----- Excerpted passage -----
“Real success is finding your lifework in the work that you love.”
–David McCullough
I grew up working in my dad’s surveying business, which meant spending weekends and summers outside battling the Texas heat, humidity, mosquitos, the sun, thorn bushes, poison ivy, barbed wire fences, and more. Oh how I envied my friends that earned their spending money waiting tables!
One day during my junior year of high school, my dad and I were out in the field and he started talking to me about college. He made the point that what I chose to study in college would impact my future career. All I can remember thinking was how horrible it sounded to have to work another 40+ years after college!
Although I wasn’t necessarily thinking about retirement at that time, this is my earliest memory about the importance of saving for the long-term. Through working with my dad I learned the importance of hard work, and that the money I earned was something to be to respected, not wasted.
A Perfect Match
Toward the end of college – after several years of building up a money market account and laddering CDs – I met and started dating a lovely young co-ed. One day while out eating she picked up a newspaper that was sitting on the counter next to us. She said she wanted to check on her “mutual fund.”
----- Input data -----
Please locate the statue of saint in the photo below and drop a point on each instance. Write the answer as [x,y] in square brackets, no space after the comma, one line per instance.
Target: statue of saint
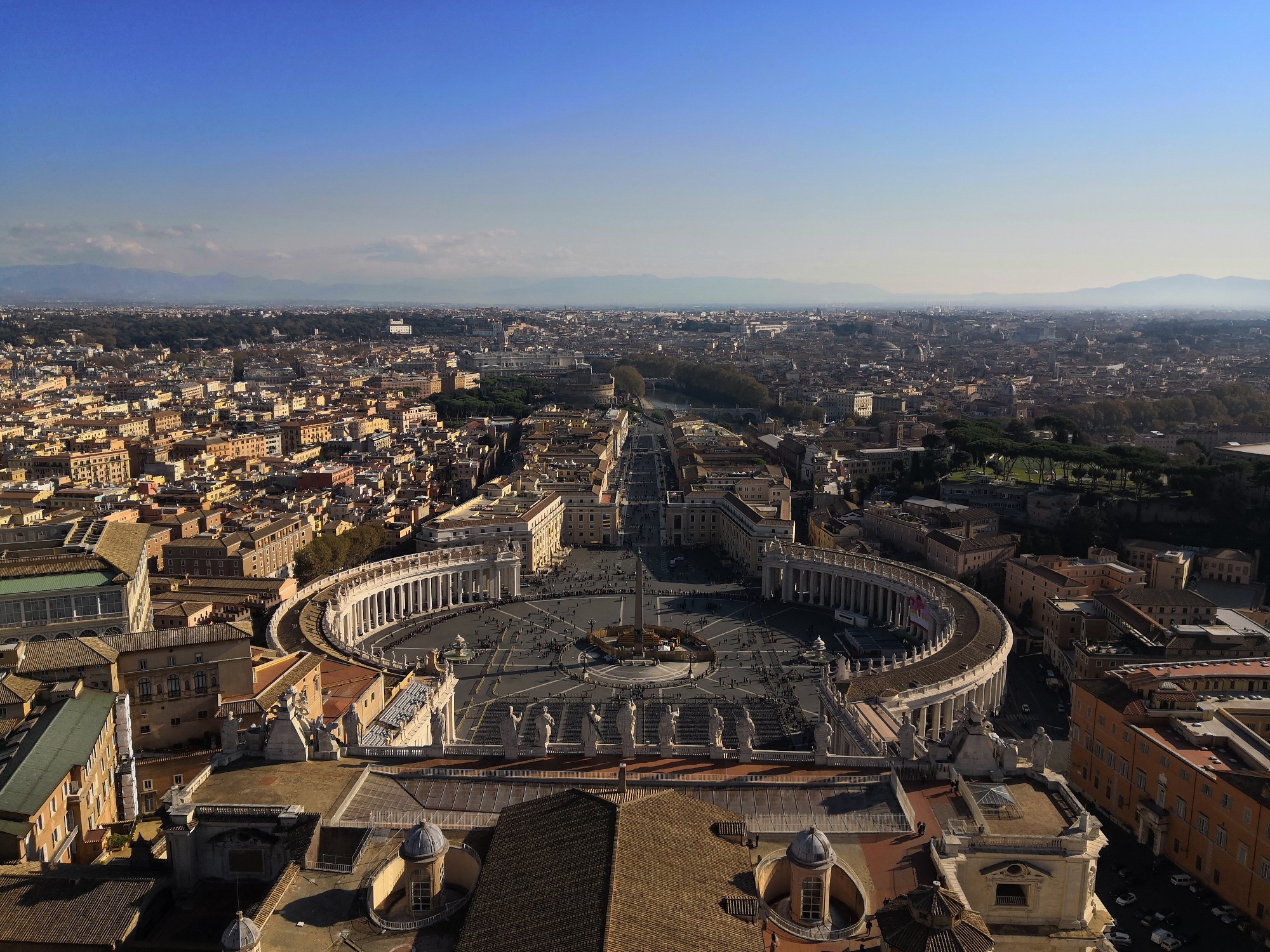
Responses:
[543,725]
[439,727]
[907,739]
[714,729]
[591,732]
[510,731]
[824,737]
[229,733]
[1042,748]
[745,732]
[666,725]
[627,728]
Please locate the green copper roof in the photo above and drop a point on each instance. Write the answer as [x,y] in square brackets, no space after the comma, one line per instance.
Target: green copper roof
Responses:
[60,741]
[54,583]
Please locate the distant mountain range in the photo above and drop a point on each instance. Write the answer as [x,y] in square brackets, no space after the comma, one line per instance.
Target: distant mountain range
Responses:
[93,284]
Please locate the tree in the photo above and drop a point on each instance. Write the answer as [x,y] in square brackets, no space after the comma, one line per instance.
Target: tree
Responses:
[629,380]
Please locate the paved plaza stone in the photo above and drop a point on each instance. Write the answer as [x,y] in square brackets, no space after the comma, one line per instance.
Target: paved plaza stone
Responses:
[535,652]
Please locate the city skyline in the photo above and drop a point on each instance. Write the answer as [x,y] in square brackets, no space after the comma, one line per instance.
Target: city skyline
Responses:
[921,150]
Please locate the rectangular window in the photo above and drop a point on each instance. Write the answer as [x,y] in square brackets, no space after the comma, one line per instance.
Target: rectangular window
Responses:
[247,861]
[1012,894]
[60,607]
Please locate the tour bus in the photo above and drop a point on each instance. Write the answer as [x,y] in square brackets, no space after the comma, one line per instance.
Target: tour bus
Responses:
[853,619]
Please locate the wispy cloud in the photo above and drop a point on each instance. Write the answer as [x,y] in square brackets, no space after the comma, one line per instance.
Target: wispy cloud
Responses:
[426,249]
[187,248]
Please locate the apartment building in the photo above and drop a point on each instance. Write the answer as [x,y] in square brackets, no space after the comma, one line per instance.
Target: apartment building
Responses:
[59,785]
[177,680]
[265,552]
[78,577]
[244,446]
[1034,579]
[404,420]
[727,524]
[1178,755]
[304,433]
[101,468]
[979,559]
[511,510]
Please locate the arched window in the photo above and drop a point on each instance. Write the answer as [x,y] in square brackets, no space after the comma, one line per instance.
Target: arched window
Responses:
[813,901]
[421,892]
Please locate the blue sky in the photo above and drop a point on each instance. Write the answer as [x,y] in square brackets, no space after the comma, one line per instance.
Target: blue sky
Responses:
[953,148]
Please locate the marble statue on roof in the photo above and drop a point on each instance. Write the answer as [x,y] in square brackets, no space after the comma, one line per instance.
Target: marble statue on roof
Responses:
[591,732]
[824,734]
[510,733]
[627,728]
[543,725]
[1042,748]
[666,725]
[745,737]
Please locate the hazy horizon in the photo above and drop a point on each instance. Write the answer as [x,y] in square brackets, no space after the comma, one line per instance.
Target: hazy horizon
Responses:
[925,150]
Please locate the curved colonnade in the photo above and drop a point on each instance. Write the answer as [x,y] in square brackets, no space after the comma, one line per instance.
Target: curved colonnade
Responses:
[962,640]
[340,612]
[385,593]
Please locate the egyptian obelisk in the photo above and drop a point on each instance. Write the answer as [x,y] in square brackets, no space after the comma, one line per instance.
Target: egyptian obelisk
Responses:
[639,606]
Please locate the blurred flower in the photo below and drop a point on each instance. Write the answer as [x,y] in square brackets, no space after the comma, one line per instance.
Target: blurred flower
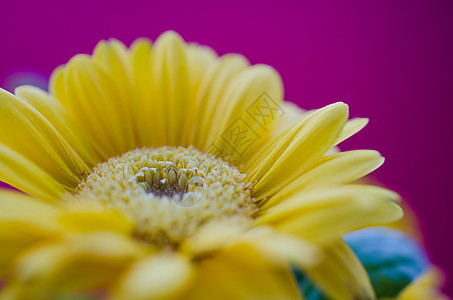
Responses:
[165,171]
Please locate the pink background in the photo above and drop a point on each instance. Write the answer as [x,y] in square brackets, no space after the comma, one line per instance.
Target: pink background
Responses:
[390,61]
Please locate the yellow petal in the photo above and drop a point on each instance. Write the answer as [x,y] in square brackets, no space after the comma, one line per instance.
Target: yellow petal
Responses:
[246,113]
[336,169]
[39,141]
[240,274]
[55,113]
[275,247]
[318,215]
[352,127]
[114,59]
[426,287]
[140,53]
[157,277]
[340,275]
[292,116]
[211,90]
[200,60]
[88,218]
[96,103]
[170,86]
[23,222]
[93,259]
[279,248]
[21,173]
[306,143]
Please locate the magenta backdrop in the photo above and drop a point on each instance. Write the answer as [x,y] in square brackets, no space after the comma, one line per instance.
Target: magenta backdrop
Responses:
[390,61]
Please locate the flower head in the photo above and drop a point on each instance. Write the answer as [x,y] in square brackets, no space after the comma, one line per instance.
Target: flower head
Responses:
[165,171]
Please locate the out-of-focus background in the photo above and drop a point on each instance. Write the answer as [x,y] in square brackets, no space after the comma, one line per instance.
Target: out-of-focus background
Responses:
[390,60]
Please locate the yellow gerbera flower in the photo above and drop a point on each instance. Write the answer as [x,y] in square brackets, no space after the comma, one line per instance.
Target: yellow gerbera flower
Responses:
[165,171]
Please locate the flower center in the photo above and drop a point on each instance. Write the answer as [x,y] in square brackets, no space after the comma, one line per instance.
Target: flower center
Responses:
[168,192]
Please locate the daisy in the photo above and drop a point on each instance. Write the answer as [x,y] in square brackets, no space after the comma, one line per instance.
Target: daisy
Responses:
[165,171]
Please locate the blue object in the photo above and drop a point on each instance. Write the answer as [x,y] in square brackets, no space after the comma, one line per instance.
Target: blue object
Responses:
[391,258]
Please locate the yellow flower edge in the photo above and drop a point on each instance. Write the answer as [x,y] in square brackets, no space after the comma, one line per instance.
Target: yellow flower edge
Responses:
[163,171]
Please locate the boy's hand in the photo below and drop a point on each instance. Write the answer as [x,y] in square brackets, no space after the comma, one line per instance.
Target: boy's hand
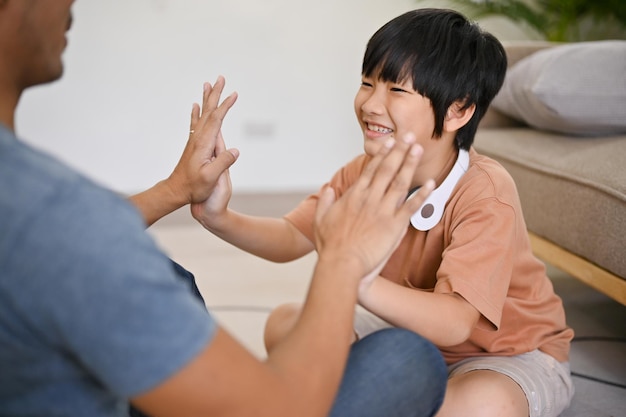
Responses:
[368,222]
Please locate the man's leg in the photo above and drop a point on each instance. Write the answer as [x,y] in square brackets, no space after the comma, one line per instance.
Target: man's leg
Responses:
[190,280]
[392,373]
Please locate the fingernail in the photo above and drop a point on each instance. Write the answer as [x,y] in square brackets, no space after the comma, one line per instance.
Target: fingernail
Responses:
[408,138]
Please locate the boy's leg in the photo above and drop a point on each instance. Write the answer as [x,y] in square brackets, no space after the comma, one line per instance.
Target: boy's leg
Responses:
[392,373]
[531,384]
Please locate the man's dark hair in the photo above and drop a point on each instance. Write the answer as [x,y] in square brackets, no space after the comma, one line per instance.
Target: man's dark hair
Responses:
[447,57]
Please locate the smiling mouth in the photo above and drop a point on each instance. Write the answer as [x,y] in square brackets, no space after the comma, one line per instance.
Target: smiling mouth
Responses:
[379,129]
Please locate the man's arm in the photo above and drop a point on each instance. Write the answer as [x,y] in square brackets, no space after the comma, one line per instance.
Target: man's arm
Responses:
[355,236]
[204,162]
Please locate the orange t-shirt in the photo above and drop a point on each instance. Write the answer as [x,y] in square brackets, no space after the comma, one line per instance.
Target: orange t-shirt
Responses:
[479,250]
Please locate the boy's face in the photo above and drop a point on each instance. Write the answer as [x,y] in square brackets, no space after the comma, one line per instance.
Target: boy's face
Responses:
[384,109]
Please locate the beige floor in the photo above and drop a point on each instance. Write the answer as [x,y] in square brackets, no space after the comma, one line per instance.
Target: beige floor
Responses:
[240,289]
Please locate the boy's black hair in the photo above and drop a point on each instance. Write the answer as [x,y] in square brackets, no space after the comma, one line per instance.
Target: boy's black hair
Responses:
[447,57]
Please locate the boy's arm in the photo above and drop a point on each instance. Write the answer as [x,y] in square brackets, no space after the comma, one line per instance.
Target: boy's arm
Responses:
[444,319]
[354,237]
[274,239]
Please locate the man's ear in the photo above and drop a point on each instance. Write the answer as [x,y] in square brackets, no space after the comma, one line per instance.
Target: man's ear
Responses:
[457,116]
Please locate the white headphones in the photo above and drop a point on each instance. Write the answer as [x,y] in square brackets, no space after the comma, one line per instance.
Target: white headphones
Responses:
[431,212]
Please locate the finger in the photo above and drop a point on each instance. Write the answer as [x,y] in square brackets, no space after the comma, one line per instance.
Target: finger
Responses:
[212,124]
[207,88]
[401,182]
[391,166]
[195,115]
[224,160]
[212,97]
[370,169]
[220,145]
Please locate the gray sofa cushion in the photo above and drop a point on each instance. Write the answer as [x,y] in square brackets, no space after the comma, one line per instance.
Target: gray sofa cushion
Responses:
[573,190]
[578,89]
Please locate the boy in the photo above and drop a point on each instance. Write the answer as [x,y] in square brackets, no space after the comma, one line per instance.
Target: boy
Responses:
[93,315]
[464,275]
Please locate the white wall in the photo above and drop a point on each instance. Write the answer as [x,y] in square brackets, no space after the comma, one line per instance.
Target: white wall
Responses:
[120,114]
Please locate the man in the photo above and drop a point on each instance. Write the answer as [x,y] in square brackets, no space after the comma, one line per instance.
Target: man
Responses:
[94,317]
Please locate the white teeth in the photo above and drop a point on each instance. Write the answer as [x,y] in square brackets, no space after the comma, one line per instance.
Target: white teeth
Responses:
[379,129]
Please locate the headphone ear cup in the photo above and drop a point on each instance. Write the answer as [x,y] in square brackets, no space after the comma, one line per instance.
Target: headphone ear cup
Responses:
[431,211]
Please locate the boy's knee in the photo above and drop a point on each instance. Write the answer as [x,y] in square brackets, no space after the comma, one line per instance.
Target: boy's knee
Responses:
[411,356]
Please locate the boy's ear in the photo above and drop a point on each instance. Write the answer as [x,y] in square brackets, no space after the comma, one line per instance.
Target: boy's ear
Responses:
[457,116]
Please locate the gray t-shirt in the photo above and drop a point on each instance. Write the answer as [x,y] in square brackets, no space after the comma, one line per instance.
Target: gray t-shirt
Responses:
[91,312]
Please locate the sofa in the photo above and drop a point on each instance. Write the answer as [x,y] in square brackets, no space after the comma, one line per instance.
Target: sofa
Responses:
[559,127]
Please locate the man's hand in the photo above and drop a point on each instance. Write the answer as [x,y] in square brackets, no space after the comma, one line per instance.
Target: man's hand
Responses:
[205,158]
[202,167]
[368,222]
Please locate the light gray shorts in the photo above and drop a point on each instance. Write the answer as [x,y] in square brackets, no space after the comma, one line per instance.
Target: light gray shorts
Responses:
[546,382]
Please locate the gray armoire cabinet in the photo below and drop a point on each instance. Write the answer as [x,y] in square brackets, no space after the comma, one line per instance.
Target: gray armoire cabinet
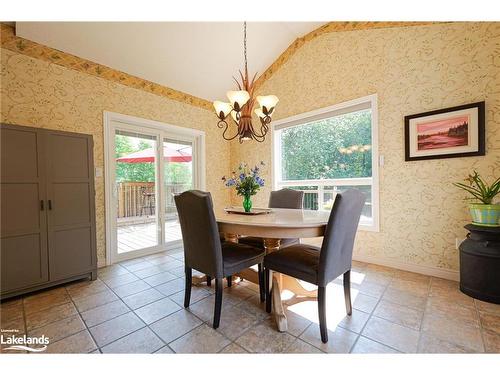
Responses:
[47,223]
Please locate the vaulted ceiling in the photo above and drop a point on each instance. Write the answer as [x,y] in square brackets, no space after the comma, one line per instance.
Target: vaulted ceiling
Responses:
[198,58]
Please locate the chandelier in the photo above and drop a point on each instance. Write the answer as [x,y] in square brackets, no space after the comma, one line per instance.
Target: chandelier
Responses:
[241,105]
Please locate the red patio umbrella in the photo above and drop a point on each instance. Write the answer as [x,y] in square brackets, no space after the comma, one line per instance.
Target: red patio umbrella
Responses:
[148,155]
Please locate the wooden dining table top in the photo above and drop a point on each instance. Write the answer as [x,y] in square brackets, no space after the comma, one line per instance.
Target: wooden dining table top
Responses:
[278,223]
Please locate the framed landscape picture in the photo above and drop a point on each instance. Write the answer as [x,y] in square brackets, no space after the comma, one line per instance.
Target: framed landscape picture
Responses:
[445,133]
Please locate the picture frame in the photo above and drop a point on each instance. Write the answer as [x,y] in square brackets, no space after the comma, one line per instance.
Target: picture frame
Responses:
[446,133]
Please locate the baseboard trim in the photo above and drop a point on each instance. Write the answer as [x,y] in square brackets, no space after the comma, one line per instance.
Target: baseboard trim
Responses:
[425,270]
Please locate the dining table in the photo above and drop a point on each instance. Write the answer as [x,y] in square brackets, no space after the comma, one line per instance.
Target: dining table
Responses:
[272,226]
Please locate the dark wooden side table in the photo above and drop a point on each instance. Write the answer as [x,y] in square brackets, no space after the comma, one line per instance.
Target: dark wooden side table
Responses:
[480,263]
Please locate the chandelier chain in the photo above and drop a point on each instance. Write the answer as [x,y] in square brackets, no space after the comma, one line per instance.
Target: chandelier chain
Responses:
[245,46]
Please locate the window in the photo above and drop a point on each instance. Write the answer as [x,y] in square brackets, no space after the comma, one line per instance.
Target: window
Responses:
[330,150]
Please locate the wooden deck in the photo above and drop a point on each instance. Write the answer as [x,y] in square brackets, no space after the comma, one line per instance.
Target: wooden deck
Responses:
[137,236]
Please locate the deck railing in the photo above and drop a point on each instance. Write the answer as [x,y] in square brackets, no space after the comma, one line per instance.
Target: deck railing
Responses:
[138,198]
[320,194]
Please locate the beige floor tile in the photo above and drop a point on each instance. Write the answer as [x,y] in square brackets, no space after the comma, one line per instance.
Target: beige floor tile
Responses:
[197,294]
[411,276]
[431,344]
[150,271]
[355,322]
[234,322]
[202,339]
[137,266]
[52,314]
[490,322]
[302,347]
[454,330]
[94,300]
[160,278]
[105,312]
[142,341]
[80,342]
[419,288]
[86,288]
[367,346]
[47,299]
[60,329]
[143,298]
[365,303]
[165,350]
[491,341]
[131,288]
[254,307]
[116,328]
[171,287]
[399,314]
[339,340]
[487,307]
[405,298]
[296,323]
[265,338]
[439,305]
[233,349]
[175,325]
[109,272]
[120,280]
[371,289]
[391,334]
[157,310]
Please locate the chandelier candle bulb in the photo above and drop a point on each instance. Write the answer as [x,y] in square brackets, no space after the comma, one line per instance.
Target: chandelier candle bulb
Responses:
[222,109]
[241,105]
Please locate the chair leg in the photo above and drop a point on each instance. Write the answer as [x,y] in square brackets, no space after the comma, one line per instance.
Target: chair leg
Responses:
[322,313]
[262,289]
[187,291]
[218,301]
[347,292]
[268,277]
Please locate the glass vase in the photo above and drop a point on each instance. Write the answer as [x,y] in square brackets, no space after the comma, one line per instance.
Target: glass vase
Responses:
[247,203]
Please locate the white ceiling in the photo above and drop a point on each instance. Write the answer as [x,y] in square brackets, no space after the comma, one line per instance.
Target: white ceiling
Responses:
[198,58]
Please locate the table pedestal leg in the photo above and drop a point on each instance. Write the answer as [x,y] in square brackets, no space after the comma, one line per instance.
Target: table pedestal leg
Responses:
[273,244]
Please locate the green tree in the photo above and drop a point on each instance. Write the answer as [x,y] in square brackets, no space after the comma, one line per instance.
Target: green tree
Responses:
[318,149]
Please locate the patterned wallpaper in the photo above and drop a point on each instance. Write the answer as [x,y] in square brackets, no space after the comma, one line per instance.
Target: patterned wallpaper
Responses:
[42,94]
[412,69]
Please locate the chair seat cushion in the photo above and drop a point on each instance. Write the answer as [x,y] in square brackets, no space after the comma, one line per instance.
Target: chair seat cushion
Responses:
[237,257]
[259,242]
[300,261]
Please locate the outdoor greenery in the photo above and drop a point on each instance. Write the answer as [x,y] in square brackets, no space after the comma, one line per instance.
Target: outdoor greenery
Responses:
[246,181]
[479,189]
[175,173]
[338,147]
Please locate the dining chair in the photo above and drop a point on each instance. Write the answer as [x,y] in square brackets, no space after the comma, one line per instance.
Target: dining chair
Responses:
[284,198]
[203,250]
[317,265]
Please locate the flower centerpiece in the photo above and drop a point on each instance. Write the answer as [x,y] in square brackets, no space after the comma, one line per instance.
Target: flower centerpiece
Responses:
[484,212]
[247,182]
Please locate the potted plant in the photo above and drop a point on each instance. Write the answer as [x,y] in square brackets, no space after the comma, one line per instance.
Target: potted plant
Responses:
[484,212]
[247,182]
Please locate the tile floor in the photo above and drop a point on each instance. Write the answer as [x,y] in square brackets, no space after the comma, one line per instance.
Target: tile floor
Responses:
[136,307]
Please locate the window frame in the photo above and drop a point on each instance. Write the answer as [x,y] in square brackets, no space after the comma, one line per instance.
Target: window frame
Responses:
[332,111]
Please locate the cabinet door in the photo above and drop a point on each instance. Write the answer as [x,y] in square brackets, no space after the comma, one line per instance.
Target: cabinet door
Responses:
[23,250]
[71,212]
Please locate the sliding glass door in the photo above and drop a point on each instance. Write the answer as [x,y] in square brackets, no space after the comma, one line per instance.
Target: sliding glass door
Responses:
[146,168]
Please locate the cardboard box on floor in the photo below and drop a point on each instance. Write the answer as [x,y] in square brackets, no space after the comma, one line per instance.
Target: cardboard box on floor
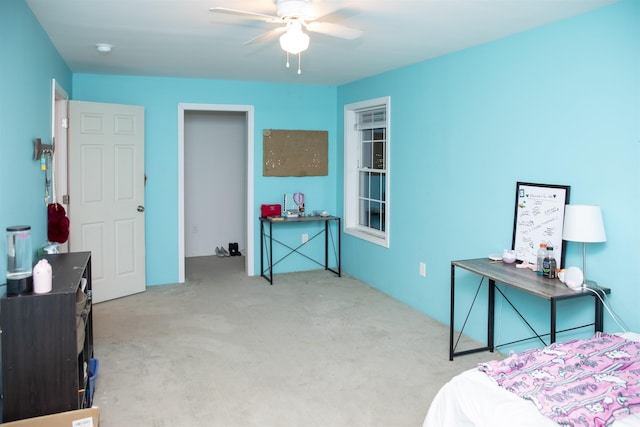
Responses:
[79,418]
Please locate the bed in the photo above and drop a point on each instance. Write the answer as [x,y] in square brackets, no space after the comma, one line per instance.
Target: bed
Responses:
[581,383]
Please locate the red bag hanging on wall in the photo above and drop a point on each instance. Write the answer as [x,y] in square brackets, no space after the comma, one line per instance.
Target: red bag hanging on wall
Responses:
[58,223]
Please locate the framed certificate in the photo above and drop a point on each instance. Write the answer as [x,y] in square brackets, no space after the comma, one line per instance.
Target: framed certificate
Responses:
[539,218]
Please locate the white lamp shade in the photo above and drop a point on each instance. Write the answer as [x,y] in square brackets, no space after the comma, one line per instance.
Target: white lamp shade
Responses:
[583,223]
[294,40]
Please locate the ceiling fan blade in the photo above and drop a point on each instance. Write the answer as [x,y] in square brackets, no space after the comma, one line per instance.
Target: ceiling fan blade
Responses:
[251,15]
[266,36]
[335,30]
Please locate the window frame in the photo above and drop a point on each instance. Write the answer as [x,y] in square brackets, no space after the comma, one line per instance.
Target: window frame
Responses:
[352,153]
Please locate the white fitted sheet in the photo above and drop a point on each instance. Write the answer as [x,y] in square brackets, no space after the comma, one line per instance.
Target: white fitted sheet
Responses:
[473,399]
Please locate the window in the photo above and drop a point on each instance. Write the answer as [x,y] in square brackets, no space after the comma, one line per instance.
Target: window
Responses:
[366,170]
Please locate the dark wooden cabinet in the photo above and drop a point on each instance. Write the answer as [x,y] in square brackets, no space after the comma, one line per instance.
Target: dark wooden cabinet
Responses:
[47,343]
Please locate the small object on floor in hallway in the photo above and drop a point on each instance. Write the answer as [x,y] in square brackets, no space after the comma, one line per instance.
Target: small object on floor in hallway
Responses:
[233,249]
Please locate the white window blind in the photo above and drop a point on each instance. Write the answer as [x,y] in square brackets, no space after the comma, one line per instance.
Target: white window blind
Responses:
[372,119]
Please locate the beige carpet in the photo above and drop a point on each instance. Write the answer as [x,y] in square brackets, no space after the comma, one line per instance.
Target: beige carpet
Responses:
[225,349]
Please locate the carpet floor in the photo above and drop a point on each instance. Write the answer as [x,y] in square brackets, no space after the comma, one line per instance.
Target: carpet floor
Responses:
[225,349]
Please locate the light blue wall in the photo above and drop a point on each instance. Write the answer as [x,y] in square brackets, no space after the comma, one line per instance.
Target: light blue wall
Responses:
[28,62]
[559,105]
[276,107]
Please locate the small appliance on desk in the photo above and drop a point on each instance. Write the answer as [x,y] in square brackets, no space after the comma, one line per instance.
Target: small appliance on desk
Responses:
[294,205]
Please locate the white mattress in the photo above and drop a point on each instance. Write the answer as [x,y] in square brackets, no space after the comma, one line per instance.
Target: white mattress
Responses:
[473,399]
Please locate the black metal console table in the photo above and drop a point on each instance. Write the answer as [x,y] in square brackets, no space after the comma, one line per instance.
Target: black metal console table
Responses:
[268,246]
[527,281]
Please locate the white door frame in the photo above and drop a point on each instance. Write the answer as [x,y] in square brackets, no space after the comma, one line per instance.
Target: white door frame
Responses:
[59,127]
[248,109]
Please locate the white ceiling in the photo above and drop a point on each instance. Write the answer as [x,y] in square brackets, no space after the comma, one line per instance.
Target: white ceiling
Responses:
[181,38]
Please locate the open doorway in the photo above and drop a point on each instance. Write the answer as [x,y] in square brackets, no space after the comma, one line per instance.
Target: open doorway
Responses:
[211,208]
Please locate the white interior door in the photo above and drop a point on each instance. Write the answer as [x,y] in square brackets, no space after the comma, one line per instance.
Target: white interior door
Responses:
[106,194]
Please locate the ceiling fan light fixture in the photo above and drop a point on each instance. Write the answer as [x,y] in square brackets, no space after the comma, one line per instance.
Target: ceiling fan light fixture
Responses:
[294,40]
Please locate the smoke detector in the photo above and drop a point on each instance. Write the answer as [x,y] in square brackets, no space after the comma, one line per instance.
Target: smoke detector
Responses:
[104,47]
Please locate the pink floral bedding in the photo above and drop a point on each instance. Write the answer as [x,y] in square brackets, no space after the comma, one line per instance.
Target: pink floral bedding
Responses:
[577,383]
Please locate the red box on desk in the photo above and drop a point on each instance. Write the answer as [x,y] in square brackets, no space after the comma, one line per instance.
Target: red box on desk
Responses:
[271,210]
-----
● Questions on the material
**A.** In the essay about saving, how did the writer's friends earn their spending money?
**B.** Summarize the essay about saving in two sentences.
**C.** Rewrite the stretch from "One day during" through "respected, not wasted." in the essay about saving, replacing "junior year" with "senior year".

● Responses in order
**A.** They earned it waiting tables.

**B.** The writer grew up working outdoors in the Texas heat in the writer's dad's surveying business, and a talk with the dad about college during junior year of high school is the writer's earliest memory of the importance of long-term saving. Toward the end of college, after years of building up a money market account and laddering CDs, the writer started dating a young co-ed who once picked up a newspaper to check on her "mutual fund."

**C.**
One day during my senior year of high school, my dad and I were out in the field and he started talking to me about college. He made the point that what I chose to study in college would impact my future career. All I can remember thinking was how horrible it sounded to have to work another 40+ years after college!
Although I wasn’t necessarily thinking about retirement at that time, this is my earliest memory about the importance of saving for the long-term. Through working with my dad I learned the importance of hard work, and that the money I earned was something to be to respected, not wasted.